In the records below, how many lines contain the string "bucket"? Case counts, so match it exactly. Reply with the number alone.

◇ ◇ ◇

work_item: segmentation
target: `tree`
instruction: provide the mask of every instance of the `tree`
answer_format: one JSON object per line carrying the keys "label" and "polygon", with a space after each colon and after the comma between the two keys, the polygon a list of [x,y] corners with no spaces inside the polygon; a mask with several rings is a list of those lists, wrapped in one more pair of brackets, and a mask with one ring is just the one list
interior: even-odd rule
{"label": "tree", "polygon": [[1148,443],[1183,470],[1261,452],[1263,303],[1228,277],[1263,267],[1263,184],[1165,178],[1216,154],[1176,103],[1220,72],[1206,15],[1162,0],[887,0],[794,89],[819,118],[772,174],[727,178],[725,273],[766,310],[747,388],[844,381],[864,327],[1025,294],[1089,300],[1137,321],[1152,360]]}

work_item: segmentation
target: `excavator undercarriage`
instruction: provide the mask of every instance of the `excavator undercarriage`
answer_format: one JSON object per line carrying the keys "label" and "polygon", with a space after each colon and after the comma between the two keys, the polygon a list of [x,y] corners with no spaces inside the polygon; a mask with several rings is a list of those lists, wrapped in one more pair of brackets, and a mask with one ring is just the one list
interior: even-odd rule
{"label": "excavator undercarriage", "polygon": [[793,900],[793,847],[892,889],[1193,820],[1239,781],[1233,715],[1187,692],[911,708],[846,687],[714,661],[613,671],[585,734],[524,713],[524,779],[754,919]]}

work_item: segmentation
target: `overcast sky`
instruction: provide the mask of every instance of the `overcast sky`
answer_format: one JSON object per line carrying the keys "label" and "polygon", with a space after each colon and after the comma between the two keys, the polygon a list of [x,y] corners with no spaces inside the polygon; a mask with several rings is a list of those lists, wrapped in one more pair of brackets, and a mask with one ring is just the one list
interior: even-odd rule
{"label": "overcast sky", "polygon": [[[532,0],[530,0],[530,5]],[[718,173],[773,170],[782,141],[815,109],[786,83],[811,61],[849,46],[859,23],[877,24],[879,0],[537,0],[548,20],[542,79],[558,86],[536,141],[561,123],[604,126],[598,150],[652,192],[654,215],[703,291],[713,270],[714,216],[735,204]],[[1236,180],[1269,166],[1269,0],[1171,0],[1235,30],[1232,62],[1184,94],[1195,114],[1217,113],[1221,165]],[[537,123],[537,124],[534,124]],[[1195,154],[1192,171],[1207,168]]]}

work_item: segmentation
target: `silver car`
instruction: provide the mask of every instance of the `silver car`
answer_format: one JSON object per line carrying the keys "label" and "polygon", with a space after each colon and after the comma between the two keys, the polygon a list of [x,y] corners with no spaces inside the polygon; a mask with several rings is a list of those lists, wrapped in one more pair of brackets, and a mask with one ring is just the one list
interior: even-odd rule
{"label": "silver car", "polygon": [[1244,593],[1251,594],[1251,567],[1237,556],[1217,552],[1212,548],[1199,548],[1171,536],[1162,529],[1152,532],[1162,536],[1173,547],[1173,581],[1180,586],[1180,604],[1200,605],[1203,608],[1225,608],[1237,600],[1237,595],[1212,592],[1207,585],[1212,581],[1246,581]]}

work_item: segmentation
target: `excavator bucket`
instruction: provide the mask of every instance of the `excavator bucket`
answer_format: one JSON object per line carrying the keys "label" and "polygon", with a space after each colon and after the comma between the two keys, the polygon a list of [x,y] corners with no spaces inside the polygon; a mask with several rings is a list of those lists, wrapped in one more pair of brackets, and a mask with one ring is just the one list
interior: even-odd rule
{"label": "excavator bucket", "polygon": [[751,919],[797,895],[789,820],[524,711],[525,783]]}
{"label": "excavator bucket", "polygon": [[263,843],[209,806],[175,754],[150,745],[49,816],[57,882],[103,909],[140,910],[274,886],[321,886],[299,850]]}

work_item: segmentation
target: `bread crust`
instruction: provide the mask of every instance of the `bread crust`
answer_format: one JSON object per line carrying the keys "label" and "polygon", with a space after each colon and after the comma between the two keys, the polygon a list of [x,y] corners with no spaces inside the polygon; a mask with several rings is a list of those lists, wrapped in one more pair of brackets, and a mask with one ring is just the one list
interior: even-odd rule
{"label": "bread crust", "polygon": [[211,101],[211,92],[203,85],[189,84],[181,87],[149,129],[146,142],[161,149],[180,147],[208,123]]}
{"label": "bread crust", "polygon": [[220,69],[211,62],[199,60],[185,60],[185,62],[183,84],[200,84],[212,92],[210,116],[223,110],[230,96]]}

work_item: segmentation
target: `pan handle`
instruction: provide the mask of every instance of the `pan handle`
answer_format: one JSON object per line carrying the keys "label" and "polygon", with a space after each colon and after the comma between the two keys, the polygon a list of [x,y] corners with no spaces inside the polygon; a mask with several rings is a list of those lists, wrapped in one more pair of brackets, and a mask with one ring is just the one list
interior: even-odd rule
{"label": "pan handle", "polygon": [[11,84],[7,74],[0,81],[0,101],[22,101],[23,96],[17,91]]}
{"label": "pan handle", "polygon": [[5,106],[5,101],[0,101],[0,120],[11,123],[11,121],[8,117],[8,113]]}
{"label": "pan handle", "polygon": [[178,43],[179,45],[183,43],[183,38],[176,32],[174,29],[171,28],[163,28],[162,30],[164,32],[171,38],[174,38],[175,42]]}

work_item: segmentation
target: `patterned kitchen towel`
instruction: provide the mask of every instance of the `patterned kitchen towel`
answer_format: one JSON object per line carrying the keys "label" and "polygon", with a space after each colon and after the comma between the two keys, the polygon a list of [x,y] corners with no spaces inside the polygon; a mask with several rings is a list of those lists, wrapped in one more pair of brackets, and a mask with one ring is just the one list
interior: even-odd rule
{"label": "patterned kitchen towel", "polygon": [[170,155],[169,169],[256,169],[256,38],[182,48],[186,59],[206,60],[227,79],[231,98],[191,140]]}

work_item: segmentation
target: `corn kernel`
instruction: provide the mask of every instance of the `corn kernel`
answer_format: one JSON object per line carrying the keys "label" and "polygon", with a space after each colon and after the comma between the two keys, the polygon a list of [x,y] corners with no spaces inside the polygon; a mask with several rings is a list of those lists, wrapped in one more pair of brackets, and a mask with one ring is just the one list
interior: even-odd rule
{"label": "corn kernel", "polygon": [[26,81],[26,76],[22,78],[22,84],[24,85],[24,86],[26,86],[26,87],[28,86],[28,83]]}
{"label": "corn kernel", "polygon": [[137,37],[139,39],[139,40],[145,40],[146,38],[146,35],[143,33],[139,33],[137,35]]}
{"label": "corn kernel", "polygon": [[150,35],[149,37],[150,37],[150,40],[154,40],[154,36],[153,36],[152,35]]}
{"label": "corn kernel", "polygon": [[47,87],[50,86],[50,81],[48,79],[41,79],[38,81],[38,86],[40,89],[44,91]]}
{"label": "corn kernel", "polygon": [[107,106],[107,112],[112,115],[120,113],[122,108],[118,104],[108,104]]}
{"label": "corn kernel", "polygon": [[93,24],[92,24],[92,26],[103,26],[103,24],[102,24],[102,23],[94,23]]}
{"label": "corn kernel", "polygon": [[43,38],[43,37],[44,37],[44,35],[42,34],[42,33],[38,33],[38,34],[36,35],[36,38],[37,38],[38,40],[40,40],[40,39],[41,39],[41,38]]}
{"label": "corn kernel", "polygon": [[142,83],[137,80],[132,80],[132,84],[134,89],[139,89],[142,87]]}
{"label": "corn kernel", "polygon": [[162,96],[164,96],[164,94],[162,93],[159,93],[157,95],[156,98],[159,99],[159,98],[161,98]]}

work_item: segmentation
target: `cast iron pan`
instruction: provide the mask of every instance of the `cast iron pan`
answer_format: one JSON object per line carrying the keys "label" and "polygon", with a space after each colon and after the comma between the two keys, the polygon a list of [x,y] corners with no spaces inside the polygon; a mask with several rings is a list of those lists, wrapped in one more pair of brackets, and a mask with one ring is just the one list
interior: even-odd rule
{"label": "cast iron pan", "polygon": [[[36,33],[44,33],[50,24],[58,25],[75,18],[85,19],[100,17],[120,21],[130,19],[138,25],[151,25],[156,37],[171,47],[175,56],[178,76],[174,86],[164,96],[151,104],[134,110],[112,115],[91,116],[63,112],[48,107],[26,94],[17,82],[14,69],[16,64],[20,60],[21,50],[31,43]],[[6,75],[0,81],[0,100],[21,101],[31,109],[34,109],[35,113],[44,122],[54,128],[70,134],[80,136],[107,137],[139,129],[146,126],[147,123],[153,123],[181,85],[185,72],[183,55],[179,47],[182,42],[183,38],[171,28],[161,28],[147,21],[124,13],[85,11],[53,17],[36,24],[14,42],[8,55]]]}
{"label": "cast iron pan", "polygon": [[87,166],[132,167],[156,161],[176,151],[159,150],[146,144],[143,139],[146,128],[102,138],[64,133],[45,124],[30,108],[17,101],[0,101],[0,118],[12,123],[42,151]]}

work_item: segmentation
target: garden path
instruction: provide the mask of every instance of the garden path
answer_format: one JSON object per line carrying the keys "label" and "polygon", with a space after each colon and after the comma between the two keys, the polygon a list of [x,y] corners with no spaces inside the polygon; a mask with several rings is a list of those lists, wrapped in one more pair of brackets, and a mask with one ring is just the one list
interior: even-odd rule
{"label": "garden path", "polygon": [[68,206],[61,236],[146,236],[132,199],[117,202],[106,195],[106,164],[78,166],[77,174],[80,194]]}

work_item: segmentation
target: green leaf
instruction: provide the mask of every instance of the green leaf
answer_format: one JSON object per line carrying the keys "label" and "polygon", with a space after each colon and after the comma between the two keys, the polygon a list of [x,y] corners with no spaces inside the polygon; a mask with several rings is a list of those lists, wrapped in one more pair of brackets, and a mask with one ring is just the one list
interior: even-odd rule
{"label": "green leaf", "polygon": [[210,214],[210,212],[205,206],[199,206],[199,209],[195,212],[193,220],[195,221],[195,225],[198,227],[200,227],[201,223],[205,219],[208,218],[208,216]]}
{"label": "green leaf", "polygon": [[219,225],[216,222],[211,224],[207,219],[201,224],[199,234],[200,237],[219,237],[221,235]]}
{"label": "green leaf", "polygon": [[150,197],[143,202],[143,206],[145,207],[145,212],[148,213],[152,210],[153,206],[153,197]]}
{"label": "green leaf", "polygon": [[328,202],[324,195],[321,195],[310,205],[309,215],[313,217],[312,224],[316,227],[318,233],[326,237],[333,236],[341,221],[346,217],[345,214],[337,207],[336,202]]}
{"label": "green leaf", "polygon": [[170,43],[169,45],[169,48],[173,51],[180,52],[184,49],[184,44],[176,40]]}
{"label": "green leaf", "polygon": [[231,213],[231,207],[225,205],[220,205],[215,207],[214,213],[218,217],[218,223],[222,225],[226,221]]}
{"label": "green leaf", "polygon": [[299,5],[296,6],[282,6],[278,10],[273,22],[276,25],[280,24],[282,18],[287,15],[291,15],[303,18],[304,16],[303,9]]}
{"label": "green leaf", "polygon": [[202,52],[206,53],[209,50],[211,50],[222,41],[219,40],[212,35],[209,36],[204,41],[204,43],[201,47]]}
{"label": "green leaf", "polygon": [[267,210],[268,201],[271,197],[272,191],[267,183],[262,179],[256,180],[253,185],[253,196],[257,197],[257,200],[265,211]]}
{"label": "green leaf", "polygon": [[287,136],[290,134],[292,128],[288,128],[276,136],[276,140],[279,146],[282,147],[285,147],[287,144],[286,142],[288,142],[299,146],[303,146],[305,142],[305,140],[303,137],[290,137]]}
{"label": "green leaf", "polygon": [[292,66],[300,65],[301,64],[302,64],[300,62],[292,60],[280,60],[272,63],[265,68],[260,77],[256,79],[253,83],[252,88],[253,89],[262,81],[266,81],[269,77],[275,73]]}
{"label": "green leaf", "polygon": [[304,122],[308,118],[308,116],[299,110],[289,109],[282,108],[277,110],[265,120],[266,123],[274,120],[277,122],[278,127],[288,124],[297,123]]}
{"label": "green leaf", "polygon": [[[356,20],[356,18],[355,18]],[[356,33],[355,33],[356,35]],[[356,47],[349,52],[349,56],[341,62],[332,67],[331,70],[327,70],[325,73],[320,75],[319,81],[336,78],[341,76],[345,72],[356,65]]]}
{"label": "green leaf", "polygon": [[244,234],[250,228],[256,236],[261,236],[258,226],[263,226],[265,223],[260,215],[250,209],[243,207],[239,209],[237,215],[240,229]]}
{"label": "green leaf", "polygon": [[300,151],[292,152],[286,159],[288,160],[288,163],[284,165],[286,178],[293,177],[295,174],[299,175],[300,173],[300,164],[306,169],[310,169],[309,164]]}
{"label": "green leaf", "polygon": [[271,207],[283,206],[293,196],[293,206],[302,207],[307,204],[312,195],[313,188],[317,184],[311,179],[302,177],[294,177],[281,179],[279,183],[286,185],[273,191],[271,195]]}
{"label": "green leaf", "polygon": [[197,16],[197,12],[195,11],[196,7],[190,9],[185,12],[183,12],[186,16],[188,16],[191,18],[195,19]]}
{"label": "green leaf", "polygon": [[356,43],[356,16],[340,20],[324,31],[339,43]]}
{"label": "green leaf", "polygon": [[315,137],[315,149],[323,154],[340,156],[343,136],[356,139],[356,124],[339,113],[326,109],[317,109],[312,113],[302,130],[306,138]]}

◇ ◇ ◇

▸ **Finished task**: 4